=== Prompt ===
Copy the part of the lines below that opens with the line containing "[segment] white campaign sign" and runs through the last line, reproducing each one without any change.

=== Raw lines ===
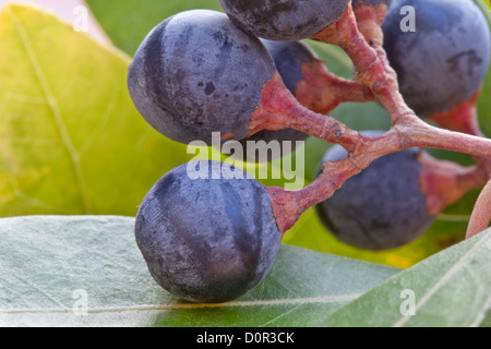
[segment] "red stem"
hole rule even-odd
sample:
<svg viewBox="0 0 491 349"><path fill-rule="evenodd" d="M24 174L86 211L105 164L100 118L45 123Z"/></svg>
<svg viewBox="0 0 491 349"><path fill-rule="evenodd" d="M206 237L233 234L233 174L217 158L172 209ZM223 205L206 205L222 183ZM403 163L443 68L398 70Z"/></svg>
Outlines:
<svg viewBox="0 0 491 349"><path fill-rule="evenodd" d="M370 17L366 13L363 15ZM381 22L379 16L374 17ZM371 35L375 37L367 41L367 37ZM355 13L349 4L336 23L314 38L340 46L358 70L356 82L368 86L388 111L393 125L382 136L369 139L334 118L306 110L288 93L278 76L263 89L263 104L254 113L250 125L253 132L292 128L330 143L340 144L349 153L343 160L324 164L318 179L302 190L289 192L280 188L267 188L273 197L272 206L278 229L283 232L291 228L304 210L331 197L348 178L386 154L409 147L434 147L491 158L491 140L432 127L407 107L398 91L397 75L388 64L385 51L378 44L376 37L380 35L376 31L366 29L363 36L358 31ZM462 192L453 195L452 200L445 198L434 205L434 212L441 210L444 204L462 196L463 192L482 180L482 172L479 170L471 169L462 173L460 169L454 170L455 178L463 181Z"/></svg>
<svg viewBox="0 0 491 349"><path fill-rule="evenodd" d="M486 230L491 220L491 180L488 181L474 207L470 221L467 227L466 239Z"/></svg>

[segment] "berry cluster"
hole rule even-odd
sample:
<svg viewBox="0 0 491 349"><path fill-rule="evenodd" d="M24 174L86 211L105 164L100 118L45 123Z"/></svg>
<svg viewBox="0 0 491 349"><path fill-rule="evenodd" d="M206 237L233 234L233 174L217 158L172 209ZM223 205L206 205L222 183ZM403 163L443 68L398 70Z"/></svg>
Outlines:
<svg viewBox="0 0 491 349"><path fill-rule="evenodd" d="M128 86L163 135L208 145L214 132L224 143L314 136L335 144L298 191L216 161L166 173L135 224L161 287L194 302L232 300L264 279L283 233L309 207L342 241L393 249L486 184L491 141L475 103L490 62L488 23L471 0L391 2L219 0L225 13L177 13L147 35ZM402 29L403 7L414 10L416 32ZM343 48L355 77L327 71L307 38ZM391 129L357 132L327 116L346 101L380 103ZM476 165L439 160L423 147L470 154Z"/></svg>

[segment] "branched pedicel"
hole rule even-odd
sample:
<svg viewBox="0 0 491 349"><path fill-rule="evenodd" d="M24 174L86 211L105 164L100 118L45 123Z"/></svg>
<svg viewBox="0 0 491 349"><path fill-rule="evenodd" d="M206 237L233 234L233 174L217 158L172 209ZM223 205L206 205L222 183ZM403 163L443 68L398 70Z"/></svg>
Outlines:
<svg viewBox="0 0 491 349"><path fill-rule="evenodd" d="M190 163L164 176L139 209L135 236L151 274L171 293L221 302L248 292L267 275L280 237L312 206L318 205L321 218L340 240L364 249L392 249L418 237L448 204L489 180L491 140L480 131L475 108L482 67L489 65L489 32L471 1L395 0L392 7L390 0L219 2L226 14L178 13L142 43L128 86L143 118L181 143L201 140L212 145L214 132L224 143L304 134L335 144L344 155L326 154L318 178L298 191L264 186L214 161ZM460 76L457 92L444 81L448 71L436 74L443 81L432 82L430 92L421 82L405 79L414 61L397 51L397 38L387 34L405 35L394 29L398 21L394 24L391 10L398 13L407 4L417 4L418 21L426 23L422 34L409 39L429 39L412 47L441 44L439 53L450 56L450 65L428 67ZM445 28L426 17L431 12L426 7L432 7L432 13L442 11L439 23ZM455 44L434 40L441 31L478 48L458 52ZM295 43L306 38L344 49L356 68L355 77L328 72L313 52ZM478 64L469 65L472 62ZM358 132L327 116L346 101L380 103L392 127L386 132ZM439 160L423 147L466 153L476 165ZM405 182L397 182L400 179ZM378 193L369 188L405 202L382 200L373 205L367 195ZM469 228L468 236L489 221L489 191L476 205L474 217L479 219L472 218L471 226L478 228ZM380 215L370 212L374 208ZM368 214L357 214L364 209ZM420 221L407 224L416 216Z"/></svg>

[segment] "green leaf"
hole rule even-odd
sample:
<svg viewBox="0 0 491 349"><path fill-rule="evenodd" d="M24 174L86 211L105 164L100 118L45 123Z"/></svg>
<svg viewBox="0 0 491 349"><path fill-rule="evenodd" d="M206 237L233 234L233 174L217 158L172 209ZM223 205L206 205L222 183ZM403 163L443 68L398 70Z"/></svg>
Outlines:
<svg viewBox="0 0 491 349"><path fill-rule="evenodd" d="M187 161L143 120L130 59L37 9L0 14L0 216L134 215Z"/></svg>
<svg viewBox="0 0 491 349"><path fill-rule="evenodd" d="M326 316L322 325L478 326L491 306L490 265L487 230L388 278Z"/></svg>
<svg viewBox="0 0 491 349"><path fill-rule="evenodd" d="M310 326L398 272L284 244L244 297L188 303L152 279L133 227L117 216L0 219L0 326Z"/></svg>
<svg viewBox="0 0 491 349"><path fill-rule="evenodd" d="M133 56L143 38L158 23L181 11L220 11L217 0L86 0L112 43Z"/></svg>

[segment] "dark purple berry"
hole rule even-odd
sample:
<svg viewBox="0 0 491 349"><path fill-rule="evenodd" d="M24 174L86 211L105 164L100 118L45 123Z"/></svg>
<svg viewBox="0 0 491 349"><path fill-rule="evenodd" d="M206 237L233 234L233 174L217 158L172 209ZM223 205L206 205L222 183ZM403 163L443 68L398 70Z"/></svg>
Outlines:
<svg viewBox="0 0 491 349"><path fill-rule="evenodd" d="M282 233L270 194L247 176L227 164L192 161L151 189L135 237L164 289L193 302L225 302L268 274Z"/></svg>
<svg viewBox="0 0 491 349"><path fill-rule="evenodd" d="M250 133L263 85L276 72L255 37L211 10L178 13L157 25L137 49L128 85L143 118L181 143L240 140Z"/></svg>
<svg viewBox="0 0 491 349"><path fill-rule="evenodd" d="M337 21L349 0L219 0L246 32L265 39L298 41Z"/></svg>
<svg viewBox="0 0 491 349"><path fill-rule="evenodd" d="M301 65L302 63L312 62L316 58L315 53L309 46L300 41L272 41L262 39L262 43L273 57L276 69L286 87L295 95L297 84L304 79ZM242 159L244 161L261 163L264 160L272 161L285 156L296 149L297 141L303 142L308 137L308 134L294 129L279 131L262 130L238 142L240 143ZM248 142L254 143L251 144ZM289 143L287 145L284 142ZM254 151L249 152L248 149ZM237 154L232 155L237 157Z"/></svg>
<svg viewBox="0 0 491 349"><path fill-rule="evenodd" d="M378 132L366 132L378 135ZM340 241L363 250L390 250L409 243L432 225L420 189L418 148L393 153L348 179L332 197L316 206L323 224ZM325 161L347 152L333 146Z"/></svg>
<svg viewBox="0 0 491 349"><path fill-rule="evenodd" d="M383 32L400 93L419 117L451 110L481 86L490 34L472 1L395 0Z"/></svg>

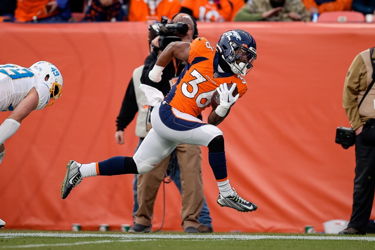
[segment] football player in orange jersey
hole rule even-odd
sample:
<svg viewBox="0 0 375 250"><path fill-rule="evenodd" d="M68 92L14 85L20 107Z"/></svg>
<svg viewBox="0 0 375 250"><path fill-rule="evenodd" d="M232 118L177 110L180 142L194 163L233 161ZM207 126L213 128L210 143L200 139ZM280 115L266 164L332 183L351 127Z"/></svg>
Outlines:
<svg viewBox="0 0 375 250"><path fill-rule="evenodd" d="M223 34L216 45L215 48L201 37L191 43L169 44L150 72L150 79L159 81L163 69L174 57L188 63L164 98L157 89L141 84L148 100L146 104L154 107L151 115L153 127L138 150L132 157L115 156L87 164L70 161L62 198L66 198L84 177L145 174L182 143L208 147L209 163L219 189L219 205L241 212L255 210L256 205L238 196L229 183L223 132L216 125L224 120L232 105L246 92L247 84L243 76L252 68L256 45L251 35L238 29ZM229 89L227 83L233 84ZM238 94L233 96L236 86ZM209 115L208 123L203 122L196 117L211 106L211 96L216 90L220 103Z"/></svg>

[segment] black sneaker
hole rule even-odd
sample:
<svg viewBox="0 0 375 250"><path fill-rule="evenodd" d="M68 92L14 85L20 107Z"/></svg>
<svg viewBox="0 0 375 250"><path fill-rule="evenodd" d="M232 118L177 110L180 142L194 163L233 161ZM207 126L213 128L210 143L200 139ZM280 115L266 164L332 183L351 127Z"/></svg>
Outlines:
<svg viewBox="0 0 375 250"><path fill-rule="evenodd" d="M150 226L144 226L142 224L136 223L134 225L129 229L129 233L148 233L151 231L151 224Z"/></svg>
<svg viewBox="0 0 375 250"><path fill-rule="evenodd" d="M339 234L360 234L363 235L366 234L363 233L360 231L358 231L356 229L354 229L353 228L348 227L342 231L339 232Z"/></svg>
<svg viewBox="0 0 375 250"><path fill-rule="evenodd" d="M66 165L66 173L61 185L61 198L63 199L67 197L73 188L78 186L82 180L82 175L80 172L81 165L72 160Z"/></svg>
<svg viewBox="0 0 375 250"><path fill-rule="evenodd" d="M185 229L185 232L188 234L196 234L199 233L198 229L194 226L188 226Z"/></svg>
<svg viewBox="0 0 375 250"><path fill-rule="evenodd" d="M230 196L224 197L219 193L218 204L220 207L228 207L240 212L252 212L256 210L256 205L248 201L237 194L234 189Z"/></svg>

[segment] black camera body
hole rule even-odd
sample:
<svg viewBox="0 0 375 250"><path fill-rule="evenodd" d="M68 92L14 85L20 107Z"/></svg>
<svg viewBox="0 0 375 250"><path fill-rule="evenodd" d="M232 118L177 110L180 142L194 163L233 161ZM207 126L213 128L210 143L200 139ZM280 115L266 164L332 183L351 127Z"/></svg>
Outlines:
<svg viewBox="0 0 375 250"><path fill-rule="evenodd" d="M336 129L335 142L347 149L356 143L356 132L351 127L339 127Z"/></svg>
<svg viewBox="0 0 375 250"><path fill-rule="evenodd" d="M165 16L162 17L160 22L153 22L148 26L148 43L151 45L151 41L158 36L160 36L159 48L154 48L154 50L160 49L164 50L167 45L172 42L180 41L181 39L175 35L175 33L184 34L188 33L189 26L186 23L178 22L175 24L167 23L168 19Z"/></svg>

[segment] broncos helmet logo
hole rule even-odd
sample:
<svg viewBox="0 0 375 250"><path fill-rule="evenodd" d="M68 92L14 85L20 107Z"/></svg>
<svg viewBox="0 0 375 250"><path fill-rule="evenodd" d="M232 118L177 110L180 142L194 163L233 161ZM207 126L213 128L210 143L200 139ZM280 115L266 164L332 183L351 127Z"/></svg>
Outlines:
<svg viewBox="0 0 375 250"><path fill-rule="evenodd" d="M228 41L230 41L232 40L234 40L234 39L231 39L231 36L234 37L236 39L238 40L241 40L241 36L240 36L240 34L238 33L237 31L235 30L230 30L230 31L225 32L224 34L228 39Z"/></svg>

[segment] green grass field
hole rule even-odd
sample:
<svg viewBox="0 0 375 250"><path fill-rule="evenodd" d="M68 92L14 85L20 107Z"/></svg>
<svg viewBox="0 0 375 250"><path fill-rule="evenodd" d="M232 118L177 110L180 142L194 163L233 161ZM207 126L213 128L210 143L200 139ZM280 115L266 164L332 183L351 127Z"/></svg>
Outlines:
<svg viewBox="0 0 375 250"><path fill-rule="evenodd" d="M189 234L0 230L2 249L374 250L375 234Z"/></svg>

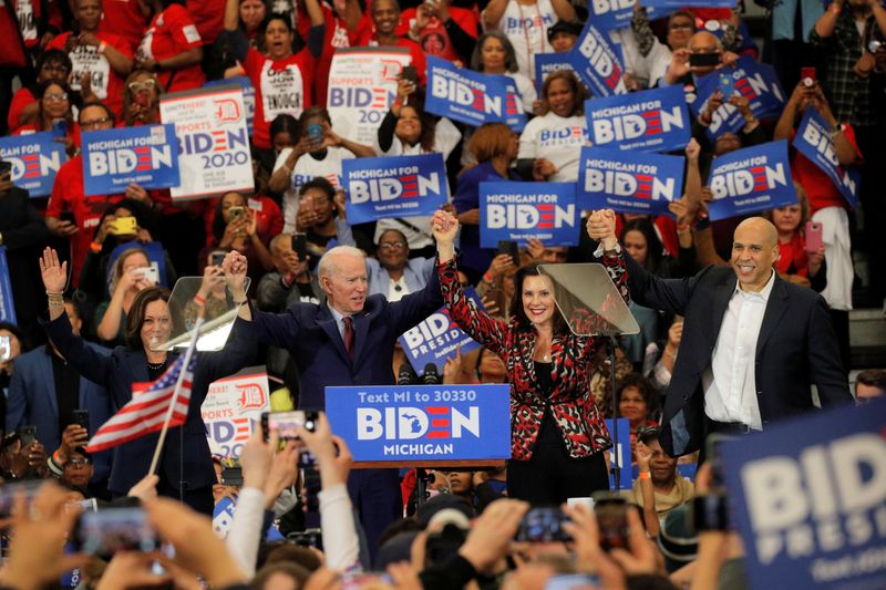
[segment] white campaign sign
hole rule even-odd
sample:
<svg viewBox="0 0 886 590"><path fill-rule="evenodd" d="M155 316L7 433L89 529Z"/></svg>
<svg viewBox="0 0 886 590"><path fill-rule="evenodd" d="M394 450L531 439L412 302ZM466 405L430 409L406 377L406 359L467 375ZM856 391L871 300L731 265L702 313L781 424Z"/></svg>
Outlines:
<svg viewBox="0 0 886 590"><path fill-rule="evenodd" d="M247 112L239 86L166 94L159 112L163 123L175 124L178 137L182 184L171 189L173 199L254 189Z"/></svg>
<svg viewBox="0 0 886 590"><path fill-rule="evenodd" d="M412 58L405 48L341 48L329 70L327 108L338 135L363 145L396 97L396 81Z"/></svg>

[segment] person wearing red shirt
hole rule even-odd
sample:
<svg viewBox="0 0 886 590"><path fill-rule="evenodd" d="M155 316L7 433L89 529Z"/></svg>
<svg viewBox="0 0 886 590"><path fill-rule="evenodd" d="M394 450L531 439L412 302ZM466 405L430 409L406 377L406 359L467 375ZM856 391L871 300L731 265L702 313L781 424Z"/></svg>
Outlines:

=== Complete answer ===
[segment] white campaign sign
hole rule even-odd
sample:
<svg viewBox="0 0 886 590"><path fill-rule="evenodd" d="M155 316L7 433L89 529Z"/></svg>
<svg viewBox="0 0 886 590"><path fill-rule="evenodd" d="M394 450L531 439L412 302ZM466 405L430 409L406 377L406 359L467 375ZM856 391L871 300L731 265L702 313L781 424Z"/></svg>
Outlines:
<svg viewBox="0 0 886 590"><path fill-rule="evenodd" d="M247 112L239 86L166 94L159 112L163 123L175 124L178 137L182 184L171 189L173 199L254 189Z"/></svg>
<svg viewBox="0 0 886 590"><path fill-rule="evenodd" d="M412 58L405 48L341 48L329 70L327 108L338 135L363 145L396 97L396 81Z"/></svg>

[segment] person wearing red shirt
hole rule even-odd
sample:
<svg viewBox="0 0 886 590"><path fill-rule="evenodd" d="M155 316L7 433L89 529Z"/></svg>
<svg viewBox="0 0 886 590"><path fill-rule="evenodd" d="M394 450L531 439L412 302ZM466 405L430 409L406 377L406 359L467 375ZM856 391L871 300L731 265L702 313L781 424Z"/></svg>
Outlines:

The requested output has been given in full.